To do =
All of the data below is to be printed again exactly.

─── Exercise material

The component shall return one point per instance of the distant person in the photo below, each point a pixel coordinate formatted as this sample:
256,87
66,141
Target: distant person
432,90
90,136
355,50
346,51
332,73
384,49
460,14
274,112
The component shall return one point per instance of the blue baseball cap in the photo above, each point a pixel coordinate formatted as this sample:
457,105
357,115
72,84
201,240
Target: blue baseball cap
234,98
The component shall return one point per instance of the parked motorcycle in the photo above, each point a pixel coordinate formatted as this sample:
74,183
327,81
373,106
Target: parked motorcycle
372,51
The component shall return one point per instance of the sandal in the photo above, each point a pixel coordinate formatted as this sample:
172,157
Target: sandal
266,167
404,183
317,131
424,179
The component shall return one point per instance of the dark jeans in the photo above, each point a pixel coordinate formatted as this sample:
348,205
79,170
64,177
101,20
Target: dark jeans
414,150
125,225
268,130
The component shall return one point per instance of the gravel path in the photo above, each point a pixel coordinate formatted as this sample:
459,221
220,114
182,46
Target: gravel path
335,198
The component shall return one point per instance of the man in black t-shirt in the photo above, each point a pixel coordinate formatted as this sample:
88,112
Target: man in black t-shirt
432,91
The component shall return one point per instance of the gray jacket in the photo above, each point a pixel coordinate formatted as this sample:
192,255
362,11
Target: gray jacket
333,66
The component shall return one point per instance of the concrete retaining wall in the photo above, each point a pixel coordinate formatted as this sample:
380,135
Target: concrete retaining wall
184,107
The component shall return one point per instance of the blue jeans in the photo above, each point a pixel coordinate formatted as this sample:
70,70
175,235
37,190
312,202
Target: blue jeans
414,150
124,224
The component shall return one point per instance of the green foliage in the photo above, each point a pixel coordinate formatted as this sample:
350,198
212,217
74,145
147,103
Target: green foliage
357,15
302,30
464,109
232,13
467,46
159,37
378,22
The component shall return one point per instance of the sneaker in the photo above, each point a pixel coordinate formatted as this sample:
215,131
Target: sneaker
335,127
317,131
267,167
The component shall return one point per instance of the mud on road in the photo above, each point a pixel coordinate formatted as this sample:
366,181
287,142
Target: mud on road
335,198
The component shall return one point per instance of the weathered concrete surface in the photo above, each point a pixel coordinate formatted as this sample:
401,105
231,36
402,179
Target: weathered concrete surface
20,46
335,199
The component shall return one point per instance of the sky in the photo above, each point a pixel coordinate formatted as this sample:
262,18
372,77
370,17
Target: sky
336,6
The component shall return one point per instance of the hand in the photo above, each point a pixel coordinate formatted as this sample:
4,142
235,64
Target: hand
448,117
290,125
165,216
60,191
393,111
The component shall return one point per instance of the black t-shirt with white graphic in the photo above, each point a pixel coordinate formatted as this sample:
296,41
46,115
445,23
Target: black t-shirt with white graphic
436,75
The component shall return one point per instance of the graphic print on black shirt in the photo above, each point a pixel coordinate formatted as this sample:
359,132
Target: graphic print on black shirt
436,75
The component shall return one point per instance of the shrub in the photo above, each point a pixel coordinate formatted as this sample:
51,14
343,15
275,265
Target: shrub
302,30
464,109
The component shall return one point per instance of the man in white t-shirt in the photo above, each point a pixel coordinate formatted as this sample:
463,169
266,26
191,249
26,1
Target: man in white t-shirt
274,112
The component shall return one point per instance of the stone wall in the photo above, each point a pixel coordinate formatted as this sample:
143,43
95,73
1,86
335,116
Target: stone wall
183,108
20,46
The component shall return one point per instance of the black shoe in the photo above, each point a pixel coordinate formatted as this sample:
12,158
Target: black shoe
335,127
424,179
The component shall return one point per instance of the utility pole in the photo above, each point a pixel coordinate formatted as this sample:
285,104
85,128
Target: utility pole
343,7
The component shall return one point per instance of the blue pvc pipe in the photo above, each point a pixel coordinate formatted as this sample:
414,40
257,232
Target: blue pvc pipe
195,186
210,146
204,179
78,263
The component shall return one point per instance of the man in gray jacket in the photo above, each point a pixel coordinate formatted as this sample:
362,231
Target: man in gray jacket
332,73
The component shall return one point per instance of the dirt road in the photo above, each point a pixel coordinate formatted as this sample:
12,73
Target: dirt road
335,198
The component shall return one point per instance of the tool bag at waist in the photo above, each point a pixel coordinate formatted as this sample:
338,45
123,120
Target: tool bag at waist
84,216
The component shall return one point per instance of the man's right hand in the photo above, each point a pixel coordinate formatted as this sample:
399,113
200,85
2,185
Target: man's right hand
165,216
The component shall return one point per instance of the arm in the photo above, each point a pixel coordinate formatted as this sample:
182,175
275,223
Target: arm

──────

Result of the task =
The component shall return one point per instance of the distant person in the photo below, each point a pixel coordinate formatted as this sample:
256,87
66,141
Target: distant person
432,90
90,136
355,50
346,51
332,73
384,49
460,14
274,112
The component shall return one point per instance of the blue baseball cap in the photo above, each point a pixel coordinate formatted as this sample:
457,105
357,115
72,84
201,240
Target: blue baseball cap
234,98
The component shall return one point per instance of the parked motorcycle in the photo above, each point a pixel coordinate formatted as this sample:
74,183
327,81
373,106
Target: parked motorcycle
372,51
The component shall return one point per instance of the sandal in the photo above, each point a pixel coordinate formatted as this sample:
172,157
Target: sandal
266,167
404,183
317,131
424,179
The component shall return one point per instance of the dark jeans in the photo above, each point a pixel coordinate formatted as this sample:
348,205
79,170
64,177
101,20
Target: dark jeans
414,150
125,225
268,130
The component shall return one point per instance of the gravel path in the photo above, each point a pixel coordinate formatted as this sample:
459,221
220,114
182,46
Target: gravel path
335,198
The component shall return one point per instance of the man in black t-shirt in the photo above, each point a pixel coordinate formatted as this sample:
88,112
Target: man in black t-shirt
432,91
The component shall return one point per instance of the gray jacket in the photo above, each point a pixel coordinate formatted as this sample:
192,255
362,11
Target: gray jacket
333,66
The component shall return one point per instance of the concrete retaining wall in the photo above, each point a pixel coordinate formatted as this sample:
380,135
Target: concrete retaining wall
184,107
The component shall return one point per instance of the blue jeans in the photo above, each point a pixel coordinate formatted as this sample:
70,70
175,235
37,190
312,202
Target: blue jeans
414,150
124,224
The component shall return one point per instance of the green foliage in the photo above, each point a pixel coordinate formatted as this sample:
350,198
212,217
74,145
147,103
Target: green foliage
357,15
302,30
464,109
232,13
467,46
159,37
378,22
The component shall return one point per instance of the sneaker in the photo above, each point a pixel coordinate formatted as this sample:
215,131
Target: sneaker
335,127
317,131
267,167
The component shall return one point per instance of the mud on road in the photo above, each point a pixel coordinate formatted as this sample:
366,181
287,142
Target: mud on road
335,198
The component shall return one point per instance of the weathered concrete surface in the photo above, each point a pixel coordinate formatted as this sample:
401,105
231,36
402,179
Target: weathered concrete surface
20,46
335,199
The component shall return one point per instance of the sky in the photo above, each point a pixel coordinate formatted as this sample:
262,18
372,77
370,17
Target: sky
336,6
The component shall return one point per instance of the hand in the photo above, each point a pixel coordinate formatted as this sample:
4,142
235,64
Target: hand
448,117
290,125
165,216
60,191
393,111
The component shall return one point per instance of the black t-shirt with white graphic in the photo above, each point a pixel coordinate formatted as this sample:
296,41
46,115
445,23
Target: black t-shirt with white graphic
436,75
The component shall return one point per instance of the graphic print on black shirt in the photo above, each point a pixel coordinate formatted as this sample:
359,132
Target: graphic print on black shirt
436,75
The component shall return one point per instance of the shrub in the photo above, each point a pixel coordinate formatted as this sample:
51,14
343,15
275,265
Target: shrub
302,30
464,109
The component shall return one point per instance of the man in white t-shirt in the photo above, each point a pixel coordinate formatted as this sample:
463,169
266,26
191,249
26,1
Target: man in white t-shirt
274,112
The component shall return one point per instance of the stone wall in the photo above, each point a pixel coordinate formatted as this sample:
143,43
95,73
1,86
335,116
Target: stone wall
183,108
20,46
The component shall return one point per instance of the black shoe in the photo above, each point a pixel coordinate formatted as this sample:
12,158
Target: black shoe
335,127
424,179
The component shall return one point per instance of the utility pole in the photo above, each point a pixel coordinate formatted as this sample:
285,104
85,128
Target: utility pole
343,7
The component shall return one point per instance of the blue pvc pipe in the photo above, each point a pixel coordinate formatted as this sample:
414,40
257,232
Target: blue pvc pipe
195,186
210,146
204,179
78,263
The component shall return one point per instance of the man in gray jacket in the photo above, each point a pixel coordinate formatted as this sample:
362,231
Target: man in gray jacket
332,73
The component shall return one point per instance of the dirt road in the photo above, each point a pixel coordinate formatted as this sample:
12,73
Target: dirt road
335,198
The component shall return one point per instance of the tool bag at waist in the photo above, each point a pixel coordinate formatted as this sample:
338,45
123,120
Target: tool bag at waist
84,216
The component shall return one point per instance of the man's right hand in the photo above, each point a pixel coordinate formatted as this sample:
399,113
200,85
2,185
Target: man's right hand
165,216
The component shall return one point per instance of the arm in the photo above, each point a pixel coordinate formatted as this sample:
182,175
275,223
Target: arm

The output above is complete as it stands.